* Given information:

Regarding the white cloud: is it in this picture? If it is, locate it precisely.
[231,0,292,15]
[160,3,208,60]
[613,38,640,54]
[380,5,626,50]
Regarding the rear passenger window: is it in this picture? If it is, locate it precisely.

* Exercise objective: Reproduce each of the entries above verbatim, line for line.

* Complete output:
Regarding the white cloud: is it in this picture? If it is, locate it precisely.
[231,0,292,15]
[160,3,208,60]
[613,38,640,54]
[380,5,626,50]
Regarding the rear passenger window: is it in this picture? If it is, locate it precisely.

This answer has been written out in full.